THE TASK: Could each record be written out again exactly as it stands?

INPUT:
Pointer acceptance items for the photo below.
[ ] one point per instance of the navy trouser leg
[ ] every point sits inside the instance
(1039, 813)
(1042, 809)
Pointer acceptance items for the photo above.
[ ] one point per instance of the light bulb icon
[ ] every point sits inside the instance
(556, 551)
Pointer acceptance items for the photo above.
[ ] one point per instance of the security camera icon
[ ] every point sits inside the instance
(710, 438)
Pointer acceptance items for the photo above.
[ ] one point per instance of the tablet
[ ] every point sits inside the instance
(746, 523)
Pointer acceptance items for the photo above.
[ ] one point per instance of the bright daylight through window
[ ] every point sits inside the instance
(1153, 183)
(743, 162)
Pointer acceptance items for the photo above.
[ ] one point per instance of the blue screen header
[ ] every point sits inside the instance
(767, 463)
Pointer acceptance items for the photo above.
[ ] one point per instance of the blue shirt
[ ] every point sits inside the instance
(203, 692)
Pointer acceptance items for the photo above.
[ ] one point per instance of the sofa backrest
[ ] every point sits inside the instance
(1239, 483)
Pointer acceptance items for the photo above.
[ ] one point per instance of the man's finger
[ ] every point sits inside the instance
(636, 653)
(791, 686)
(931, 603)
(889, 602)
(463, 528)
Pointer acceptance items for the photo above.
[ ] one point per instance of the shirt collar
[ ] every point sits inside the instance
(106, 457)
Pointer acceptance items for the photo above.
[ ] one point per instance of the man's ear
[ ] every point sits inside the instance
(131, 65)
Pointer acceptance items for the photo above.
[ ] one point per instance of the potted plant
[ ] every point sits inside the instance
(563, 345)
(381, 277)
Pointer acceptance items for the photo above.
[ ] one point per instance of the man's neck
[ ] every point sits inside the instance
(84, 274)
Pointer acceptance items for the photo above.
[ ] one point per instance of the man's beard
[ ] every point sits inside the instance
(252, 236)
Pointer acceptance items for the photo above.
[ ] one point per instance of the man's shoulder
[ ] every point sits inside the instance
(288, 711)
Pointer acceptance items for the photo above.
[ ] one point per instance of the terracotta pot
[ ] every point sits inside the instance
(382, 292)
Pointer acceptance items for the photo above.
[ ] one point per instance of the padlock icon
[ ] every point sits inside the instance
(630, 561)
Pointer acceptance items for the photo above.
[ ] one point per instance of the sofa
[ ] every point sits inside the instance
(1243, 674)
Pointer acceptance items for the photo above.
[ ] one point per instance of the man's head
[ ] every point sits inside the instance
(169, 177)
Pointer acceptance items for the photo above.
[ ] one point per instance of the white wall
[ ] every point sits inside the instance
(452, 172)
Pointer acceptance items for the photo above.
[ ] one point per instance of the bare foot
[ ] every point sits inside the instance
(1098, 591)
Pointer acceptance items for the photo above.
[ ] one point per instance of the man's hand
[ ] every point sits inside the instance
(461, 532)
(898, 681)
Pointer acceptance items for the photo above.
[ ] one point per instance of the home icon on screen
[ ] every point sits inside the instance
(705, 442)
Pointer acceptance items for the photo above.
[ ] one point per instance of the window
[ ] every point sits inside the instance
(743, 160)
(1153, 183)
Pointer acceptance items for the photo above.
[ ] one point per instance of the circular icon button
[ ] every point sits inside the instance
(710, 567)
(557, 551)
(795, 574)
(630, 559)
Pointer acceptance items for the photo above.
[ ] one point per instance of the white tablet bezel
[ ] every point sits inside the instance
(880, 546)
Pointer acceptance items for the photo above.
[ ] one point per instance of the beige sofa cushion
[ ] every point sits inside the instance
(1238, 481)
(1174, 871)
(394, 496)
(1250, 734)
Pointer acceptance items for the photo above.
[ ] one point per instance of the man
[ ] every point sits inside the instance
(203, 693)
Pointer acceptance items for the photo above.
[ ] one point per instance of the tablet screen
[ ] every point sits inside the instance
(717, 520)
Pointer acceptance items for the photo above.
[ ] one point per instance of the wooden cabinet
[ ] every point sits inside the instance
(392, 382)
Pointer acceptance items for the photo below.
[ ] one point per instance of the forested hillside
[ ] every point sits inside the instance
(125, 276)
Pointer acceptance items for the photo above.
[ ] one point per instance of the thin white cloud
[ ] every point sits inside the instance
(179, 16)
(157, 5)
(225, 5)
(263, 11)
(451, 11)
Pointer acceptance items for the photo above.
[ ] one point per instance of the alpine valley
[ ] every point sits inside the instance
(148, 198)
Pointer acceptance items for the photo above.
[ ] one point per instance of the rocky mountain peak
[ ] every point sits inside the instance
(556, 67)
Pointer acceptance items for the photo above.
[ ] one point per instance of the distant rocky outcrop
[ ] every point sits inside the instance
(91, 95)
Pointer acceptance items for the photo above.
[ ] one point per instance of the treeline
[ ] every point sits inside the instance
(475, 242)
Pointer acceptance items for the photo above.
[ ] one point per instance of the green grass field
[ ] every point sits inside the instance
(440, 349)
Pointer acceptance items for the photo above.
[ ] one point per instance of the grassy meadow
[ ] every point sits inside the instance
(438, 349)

OUTPUT OF THE EXERCISE:
Pointer acceptance items for the photo below.
[ ] one point per instance of the navy trouser leg
[ ] every point sits inside the instance
(1039, 813)
(1042, 809)
Pointer acceptance items for the photo above.
[ ] one point per instance of the light bulb icon
[ ] every point sits inside the instance
(556, 551)
Pointer acceptance items for the photo above.
[ ] one point per instance of the security camera icon
[ ] every point sits inside the instance
(710, 438)
Pointer acceptance items for the photo above.
[ ] one point per instance of the tablet
[ ] every point sits inside the instance
(746, 523)
Pointer acceptance items for the photo above.
[ ] one point per instance of the bright daylight through window
[ ] every point sits inside the instance
(1153, 183)
(743, 162)
Pointer acceptance items for the photo above.
[ ] one point per instance of the blue screen header
[ ] every point sits inside the instance
(767, 463)
Pointer acceptance items for the photo above.
[ ] one point per instance of the blue shirt
[ ] every point sits inside the instance
(203, 692)
Pointer acceptance items for the photo above.
[ ] one point per instance of the sofa backrest
[ ] every point sits inside the instance
(1239, 483)
Pointer acceptance items for the photo above.
[ ] one point per instance of the man's finger
[ ] every point sits inside the instance
(636, 653)
(791, 686)
(931, 603)
(889, 602)
(463, 528)
Pointer acceptance items for the photo above.
[ ] one point per instance of the shirt collar
[ ] every point sits inside the instance
(106, 457)
Pointer acceptance items for the photo above.
[ ] one point per instance of the man's ear
[ ] every point sits inside the instance
(131, 65)
Pointer acceptance items for the photo above.
[ ] one point per instance of the potted plant
[ ] every point sits inside the instance
(563, 345)
(381, 277)
Pointer acceptance items for the photo above.
[ ] one point per instance of the man's neck
[ ] every point sits inside the instance
(84, 274)
Pointer acceptance items for the photo above.
[ ] one point per instance of the man's beard
[ ] every point sits inside the instance
(252, 236)
Pointer acceptance items for the photo above.
[ ] one point per instance of the man's shoulder
[ ] every point sits inside the instance
(288, 711)
Pointer acceptance items for the photo above.
[ ] one point per instance of the terracotta pot
[ ] every point sits inside the instance
(382, 292)
Pointer acceptance items for the photo above.
[ ] one point per instance of the padlock icon
[ ] every point sits inside the instance
(630, 561)
Pointer acceptance items for the photo above.
[ ] one point per instance of the sofa
[ ] every point sits inside the instance
(1243, 674)
Pointer acceptance items for the photo above.
[ ] one point per instance of the man's head
[ ] every point sits inside the instance
(169, 177)
Pointer acceptance items for the photo above.
[ ] one point per instance of the white wall
[ ] every point sits inside the instance
(452, 172)
Pointer acceptance items for the photo above.
[ ] one point per instance of the bare foot
[ ] every point sits inside the instance
(1098, 591)
Pointer acceptance items for the photo above.
[ ] one point per instance of the man's hand
[ ] every point sits inside the instance
(461, 532)
(898, 681)
Pointer acceptance items for the photo above.
[ ] one point per instance of the home icon on screen
[ ] every point sits inside the instance
(705, 442)
Pointer acceptance items for the photo above.
[ ] one point per instance of the window
[ ] every point sits inside the instance
(743, 160)
(1153, 183)
Pointer acceptance items for the photo above.
[ ] one point per instance of the circular icon button
[ ] every point sits inside the instance
(710, 567)
(557, 551)
(795, 574)
(630, 559)
Pointer acceptance items for the photo above.
[ ] one point per instance of the white tablet bezel
[ ] every point sits inside the instance
(880, 546)
Pointer acceptance items for the photo above.
[ ] one point per instance of the beige sofa cushion
[ ] every point sits inside the instance
(1238, 481)
(1174, 871)
(394, 496)
(1250, 734)
Pointer acceptance items for the photo above.
[ ] one point per instance of the man
[ ] every point sits inside the instance
(203, 693)
Pointer acceptance items for the photo above.
[ ] one point per instance of the tablet screen
[ ] every point sits inside the instance
(717, 520)
Pointer acceptance items for the photo above.
[ ] one point per instance of the wooden cabinet
[ ] every point sits inside the instance
(392, 382)
Pointer acceptance items for the photo below.
[ ] one point per instance of the forested hillside
[ ] every point sits inside the instance
(125, 276)
Pointer acceptance items for the photo above.
[ ] one point per instance of the thin white cloud
[ ] every point sits inside the instance
(179, 16)
(157, 5)
(225, 5)
(263, 11)
(451, 11)
Pointer acceptance items for the photo above.
[ ] one point per instance of the alpine valley
[ ] every point sits inside the instance
(148, 198)
Pointer acceptance items for the photo above.
[ ] one point per instance of the rocky mountain peak
[ ] every point sits inside the instance
(556, 67)
Pointer acceptance items for the photo above.
[ ] one point per instance of the distant rocky outcrop
[ ] every point sits inside the instance
(91, 95)
Pointer acceptance items for the photo above.
[ ] one point per instance of the treeline
[ ] every point sits inside the instance
(475, 242)
Pointer acceptance items for the photo above.
[ ] one point per instance of the green grass field
[ ] every point sits inside the instance
(440, 349)
Pointer acceptance items for the photo above.
[ ] one point per instance of the grassy meadow
[ ] every point sits inside the instance
(438, 349)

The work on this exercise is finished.